Being autónomo stinks for maternity leave!!


----------



## Dave&Alina (May 8, 2008)

Hopefully my experience is not the 'norm'.
My problem was my accountant completely misleading me as to what could be claimed for, filling in the tax return incorrectly by claiming my allowance twice and then submitting it without my signature.

I actually found the tax office quite reasonable (if you persist and get beyond the professional shoulder shruggers to the few who actually have a slightly better understanding of the system). They appreciated the accountant screwed up and gave me the the minimum sanction but said 'sue the accountant'. After 6 months I did get the fines repaid by the accountants insurance cover but he couldn't have cared less. He even advised lying to the tax office to try to avoid the sanctions.

My experience is thus: Not to trust an accountant in any way and to check what I am told myself (lots of Googling and helpful forums like this), there is no real professional body that oversees AND acts when a member of their organisation brings them into disrepute; Spain does not in any way encourage entrepreneurs (compare minimum cost of being self employed in the UK compared to Spain) as there is a viscous circle of mistrust by the state of the people and the people of the state.

- **Task requirements**:
A – Copy from the forum post the passage starting at "## Dave&Alina (May" and ending at "without my signature.".
B – In the forum post, how long did it take before the fines were repaid by the accountant's insurance cover?

- **Provided data**:
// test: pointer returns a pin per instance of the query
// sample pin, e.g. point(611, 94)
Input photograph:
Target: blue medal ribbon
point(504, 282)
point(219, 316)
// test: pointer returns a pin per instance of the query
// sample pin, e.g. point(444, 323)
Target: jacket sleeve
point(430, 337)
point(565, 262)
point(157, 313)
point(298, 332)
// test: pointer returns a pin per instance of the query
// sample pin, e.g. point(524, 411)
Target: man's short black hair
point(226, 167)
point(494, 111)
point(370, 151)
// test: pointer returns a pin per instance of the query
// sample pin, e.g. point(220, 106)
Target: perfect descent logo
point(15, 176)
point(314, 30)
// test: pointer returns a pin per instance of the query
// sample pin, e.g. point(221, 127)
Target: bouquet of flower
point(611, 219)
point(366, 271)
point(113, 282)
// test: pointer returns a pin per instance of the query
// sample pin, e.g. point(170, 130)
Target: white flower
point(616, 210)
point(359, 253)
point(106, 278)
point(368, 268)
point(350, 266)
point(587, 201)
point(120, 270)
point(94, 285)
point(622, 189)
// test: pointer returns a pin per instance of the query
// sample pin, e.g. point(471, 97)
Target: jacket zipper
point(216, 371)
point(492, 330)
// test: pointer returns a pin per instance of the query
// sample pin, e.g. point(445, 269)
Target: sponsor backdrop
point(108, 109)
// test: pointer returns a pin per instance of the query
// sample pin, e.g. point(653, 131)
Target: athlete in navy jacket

- **The solutions**:
A –
## Dave&Alina (May 8, 2008)

Hopefully my experience is not the 'norm'.
My problem was my accountant completely misleading me as to what could be claimed for, filling in the tax return incorrectly by claiming my allowance twice and then submitting it without my signature.

B – Six months.